* Exercise materials

☆ ☆ ☆ ☆ ☆ ☆ ☆

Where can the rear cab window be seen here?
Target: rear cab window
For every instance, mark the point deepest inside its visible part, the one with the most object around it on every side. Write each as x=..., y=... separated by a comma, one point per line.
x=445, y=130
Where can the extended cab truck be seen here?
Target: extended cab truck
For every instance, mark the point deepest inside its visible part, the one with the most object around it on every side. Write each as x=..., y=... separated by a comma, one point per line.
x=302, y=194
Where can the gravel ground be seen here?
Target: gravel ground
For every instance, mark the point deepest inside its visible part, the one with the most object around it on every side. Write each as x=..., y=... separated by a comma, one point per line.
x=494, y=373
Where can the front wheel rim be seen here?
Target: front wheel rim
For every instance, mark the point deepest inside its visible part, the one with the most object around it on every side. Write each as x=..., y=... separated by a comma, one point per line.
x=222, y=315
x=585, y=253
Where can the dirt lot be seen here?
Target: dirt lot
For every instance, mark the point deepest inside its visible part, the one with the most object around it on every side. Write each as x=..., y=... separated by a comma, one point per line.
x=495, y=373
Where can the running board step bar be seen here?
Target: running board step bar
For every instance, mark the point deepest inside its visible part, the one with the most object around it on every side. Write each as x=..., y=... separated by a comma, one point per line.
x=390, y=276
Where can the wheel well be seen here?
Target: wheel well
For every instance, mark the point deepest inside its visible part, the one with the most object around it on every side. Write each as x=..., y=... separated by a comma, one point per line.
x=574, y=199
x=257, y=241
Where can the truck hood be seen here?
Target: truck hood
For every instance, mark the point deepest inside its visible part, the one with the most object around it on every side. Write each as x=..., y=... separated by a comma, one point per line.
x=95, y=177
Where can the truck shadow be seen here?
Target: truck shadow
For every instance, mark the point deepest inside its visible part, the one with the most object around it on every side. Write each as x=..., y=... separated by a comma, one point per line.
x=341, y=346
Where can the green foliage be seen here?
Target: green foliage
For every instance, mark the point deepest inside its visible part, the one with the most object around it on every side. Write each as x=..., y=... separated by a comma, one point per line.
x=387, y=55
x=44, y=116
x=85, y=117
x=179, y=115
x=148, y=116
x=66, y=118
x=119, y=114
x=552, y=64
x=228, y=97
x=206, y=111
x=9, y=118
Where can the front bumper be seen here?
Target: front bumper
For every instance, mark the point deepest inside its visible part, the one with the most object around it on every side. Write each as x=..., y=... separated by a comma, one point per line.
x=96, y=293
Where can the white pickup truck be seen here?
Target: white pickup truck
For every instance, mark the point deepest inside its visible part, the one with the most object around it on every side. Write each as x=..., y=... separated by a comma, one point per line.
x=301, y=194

☆ ☆ ☆ ☆ ☆ ☆ ☆

Copy every line exactly as it stands, from the one containing "Where can the green foliage be seen here?" down to the one containing "x=96, y=293", including both of those lines.

* Expected output
Where can the green foliage be seen here?
Target: green foliage
For every instance, mark the point deepest inside its visible part, the one with the most object around it on every side. Write each as x=..., y=... separated by a comma, one point per line.
x=387, y=55
x=44, y=116
x=85, y=117
x=179, y=115
x=148, y=116
x=66, y=118
x=119, y=114
x=552, y=64
x=228, y=97
x=206, y=111
x=9, y=118
Where can the front bumper be seen here?
Target: front bumper
For every instance, mark the point deepest inside its visible part, the one with the most object around it on every side. Write each as x=..., y=... separated by a comma, one point per line.
x=96, y=293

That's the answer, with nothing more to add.